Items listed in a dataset
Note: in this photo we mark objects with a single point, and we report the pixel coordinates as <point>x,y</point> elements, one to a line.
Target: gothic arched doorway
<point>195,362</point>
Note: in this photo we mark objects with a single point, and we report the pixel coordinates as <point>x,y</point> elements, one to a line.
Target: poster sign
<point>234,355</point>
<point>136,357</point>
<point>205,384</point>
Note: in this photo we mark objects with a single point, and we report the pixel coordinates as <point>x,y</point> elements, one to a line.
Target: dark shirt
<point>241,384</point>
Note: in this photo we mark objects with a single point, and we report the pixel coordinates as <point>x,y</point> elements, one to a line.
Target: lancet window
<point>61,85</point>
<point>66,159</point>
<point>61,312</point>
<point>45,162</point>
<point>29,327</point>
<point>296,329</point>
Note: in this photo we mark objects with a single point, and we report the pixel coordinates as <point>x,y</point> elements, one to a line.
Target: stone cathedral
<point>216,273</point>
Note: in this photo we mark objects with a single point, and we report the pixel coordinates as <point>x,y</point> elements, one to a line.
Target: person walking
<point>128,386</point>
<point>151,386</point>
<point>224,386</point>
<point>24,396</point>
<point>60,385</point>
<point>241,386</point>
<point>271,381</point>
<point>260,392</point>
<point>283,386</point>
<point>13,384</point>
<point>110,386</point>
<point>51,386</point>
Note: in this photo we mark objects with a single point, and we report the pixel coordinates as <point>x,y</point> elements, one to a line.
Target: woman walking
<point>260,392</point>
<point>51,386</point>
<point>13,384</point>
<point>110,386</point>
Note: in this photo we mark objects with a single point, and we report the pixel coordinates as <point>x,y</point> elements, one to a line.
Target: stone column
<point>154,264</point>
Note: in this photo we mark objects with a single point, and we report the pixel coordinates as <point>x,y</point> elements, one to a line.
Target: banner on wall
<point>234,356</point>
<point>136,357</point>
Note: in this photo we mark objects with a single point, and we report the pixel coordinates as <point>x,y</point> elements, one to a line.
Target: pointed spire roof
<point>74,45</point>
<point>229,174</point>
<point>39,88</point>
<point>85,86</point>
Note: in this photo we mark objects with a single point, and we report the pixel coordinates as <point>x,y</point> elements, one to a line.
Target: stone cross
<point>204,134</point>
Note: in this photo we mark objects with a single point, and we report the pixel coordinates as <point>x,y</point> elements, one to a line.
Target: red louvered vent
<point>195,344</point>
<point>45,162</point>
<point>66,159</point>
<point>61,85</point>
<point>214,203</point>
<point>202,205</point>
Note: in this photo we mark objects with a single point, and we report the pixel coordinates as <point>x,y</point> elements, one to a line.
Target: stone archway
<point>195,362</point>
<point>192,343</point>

§ **Given problem**
Write out the data exactly as it stands.

§ **Solved exercise**
Note: in this photo we mark objects with a single point, and we report the pixel coordinates as <point>x,y</point> elements, one to a line.
Target: gothic arched doorway
<point>195,362</point>
Note: in this photo we mark objects with a single point, and we report the pixel coordinates as <point>x,y</point> elements, one to a line.
Target: poster sign
<point>234,355</point>
<point>136,357</point>
<point>205,384</point>
Note: in this photo we mark objects with a single point, and we report the pixel coordinates as <point>x,y</point> elements, one to a line.
Target: dark shirt
<point>241,384</point>
Note: in this photo we mark objects with a single point, and we report the pixel coordinates as <point>x,y</point> elements, one to a line.
Target: lancet window
<point>61,85</point>
<point>66,159</point>
<point>61,312</point>
<point>45,162</point>
<point>29,327</point>
<point>296,329</point>
Note: in this photo we mark objects with a single point, and we report the pixel coordinates as <point>x,y</point> elements, one to a line.
Target: stone cathedral
<point>216,273</point>
Note: in this photo we mark objects with a single point, and we report the pixel coordinates as <point>x,y</point> elements, one to a line.
Target: person walking
<point>128,386</point>
<point>151,386</point>
<point>224,386</point>
<point>24,396</point>
<point>60,385</point>
<point>241,386</point>
<point>271,381</point>
<point>260,392</point>
<point>283,386</point>
<point>13,384</point>
<point>110,386</point>
<point>51,386</point>
Note: in this photo we mark objects with a single point, and we report the pixel coordinates as <point>x,y</point> elements, one to a line.
Target: woman walking
<point>260,392</point>
<point>51,386</point>
<point>13,384</point>
<point>110,386</point>
Note: in this photo we mark objects with a single point, and we report the pixel coordinates as <point>x,y</point> elements, one to a line.
Target: stone column
<point>154,264</point>
Note: in this photo we mark objects with a single point, and we report the pixel coordinates as <point>x,y</point> elements, one to a line.
Target: banner on wall
<point>234,356</point>
<point>136,357</point>
Note: in this photo we mark objects with a single point, and we report the pixel coordinates as <point>x,y</point> elements, one to a line.
Target: pointed spire roof
<point>74,45</point>
<point>229,174</point>
<point>39,88</point>
<point>85,86</point>
Note: in this photo we mark objects with a single point, and we report the pixel coordinates as <point>x,y</point> elements, one to a line.
Target: stone cross
<point>204,134</point>
Note: in this photo we mark objects with a single point, and we report the pixel coordinates as <point>x,y</point> elements, one to a line.
Target: red louvered vent
<point>195,344</point>
<point>45,162</point>
<point>66,159</point>
<point>61,85</point>
<point>214,203</point>
<point>202,205</point>
Note: in this photo we mark objects with a single point, and we report the pixel coordinates as <point>x,y</point> elements, one to a line.
Target: stone archway
<point>195,362</point>
<point>192,343</point>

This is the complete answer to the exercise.